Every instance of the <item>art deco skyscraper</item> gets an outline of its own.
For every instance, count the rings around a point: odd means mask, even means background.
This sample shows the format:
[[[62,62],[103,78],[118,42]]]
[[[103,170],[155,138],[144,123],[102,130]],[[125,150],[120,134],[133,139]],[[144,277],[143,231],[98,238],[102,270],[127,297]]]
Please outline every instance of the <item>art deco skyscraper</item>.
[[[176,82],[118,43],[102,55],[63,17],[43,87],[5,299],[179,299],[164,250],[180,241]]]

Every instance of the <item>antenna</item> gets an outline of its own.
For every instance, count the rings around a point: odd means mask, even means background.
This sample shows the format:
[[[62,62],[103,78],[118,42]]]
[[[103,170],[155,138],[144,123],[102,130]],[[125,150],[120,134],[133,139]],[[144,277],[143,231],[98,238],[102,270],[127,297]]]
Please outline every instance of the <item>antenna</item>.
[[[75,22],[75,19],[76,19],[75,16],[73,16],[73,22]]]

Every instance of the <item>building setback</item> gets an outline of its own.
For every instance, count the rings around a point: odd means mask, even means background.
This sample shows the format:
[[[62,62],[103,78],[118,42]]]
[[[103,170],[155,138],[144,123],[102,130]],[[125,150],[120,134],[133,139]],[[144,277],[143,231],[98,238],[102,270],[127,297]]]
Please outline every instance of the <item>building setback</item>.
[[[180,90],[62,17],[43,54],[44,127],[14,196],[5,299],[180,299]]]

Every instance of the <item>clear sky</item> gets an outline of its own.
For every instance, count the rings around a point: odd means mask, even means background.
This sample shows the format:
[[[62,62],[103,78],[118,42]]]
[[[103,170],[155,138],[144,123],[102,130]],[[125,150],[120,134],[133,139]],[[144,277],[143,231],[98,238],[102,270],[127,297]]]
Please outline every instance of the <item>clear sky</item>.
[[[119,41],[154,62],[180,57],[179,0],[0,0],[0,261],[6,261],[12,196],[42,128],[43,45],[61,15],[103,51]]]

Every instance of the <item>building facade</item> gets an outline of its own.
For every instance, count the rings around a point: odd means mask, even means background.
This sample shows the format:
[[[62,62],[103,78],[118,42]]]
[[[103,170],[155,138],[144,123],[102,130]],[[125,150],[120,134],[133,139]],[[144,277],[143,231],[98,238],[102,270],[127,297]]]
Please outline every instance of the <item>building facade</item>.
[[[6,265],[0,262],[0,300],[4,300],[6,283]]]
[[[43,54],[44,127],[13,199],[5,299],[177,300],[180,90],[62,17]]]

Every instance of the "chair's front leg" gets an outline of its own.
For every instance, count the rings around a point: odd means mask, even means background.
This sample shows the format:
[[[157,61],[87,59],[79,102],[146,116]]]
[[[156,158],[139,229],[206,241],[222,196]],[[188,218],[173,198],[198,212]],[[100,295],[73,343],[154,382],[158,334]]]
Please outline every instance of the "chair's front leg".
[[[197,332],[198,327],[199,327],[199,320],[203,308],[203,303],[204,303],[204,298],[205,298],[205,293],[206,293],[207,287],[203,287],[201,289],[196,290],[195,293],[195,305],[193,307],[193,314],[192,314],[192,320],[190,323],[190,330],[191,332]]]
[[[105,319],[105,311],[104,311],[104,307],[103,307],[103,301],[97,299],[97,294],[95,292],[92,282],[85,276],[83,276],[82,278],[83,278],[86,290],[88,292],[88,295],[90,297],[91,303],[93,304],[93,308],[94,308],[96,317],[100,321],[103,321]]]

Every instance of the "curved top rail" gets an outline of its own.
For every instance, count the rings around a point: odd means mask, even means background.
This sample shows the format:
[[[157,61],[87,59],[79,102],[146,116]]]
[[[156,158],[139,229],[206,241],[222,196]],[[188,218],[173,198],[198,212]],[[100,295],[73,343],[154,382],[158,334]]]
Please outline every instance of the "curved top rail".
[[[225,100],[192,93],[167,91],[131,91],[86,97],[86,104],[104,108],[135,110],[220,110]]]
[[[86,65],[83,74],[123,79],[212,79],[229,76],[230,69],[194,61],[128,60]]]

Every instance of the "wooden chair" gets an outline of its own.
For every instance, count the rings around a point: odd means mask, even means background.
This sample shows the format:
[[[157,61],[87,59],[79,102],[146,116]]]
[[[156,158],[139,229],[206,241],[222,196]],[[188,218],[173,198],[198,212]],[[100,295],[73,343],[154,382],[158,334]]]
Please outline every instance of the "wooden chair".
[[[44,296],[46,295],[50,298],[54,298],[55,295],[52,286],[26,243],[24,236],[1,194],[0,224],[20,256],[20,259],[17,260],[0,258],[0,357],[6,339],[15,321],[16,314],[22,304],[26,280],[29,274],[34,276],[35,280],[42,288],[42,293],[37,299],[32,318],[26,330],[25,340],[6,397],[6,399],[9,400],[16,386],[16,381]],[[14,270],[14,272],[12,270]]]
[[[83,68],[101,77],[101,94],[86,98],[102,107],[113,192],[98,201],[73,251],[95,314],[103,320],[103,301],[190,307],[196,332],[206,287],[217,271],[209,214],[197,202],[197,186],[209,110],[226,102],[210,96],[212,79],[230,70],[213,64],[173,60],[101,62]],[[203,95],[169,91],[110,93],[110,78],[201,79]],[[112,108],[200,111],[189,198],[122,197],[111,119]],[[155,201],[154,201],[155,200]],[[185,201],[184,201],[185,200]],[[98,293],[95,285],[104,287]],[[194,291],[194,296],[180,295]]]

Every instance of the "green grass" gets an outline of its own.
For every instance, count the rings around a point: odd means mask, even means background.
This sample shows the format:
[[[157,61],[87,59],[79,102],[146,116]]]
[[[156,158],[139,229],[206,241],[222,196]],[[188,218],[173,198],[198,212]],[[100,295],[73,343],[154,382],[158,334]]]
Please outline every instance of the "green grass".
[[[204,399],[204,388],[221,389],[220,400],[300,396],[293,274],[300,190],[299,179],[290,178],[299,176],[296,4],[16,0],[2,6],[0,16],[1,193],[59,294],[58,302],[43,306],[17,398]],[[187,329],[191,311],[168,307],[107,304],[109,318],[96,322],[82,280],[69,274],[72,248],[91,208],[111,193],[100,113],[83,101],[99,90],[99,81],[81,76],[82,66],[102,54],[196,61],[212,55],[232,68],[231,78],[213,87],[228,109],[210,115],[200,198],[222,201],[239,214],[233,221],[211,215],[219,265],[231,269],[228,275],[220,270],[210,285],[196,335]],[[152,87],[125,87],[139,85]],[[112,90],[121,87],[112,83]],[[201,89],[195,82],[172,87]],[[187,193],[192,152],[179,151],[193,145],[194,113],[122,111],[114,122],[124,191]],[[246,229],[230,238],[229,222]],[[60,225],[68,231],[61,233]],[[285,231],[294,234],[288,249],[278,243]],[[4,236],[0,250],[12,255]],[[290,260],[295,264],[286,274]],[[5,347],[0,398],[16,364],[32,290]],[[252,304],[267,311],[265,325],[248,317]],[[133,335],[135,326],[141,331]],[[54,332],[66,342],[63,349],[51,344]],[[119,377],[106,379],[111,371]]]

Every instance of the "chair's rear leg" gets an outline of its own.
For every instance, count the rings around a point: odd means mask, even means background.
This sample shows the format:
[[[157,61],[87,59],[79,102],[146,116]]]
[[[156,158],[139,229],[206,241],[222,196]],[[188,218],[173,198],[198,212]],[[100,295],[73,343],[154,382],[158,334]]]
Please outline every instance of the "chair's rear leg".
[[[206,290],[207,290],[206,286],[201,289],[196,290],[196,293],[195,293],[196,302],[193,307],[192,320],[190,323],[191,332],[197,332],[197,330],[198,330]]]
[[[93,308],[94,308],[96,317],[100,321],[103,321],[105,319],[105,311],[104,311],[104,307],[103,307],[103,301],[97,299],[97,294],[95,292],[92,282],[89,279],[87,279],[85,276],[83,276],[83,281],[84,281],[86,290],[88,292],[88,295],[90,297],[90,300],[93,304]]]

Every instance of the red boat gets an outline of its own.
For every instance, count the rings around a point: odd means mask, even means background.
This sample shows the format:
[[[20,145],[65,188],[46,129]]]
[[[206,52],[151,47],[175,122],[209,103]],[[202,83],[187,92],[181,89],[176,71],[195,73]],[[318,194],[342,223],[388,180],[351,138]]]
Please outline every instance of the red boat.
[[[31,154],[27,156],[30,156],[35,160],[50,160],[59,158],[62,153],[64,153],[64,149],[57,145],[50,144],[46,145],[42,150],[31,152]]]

# # # #

PROBLEM
Working from the listing, state how many lines include "gets". The reply must be that number alone.

ANSWER TO THE PROBLEM
11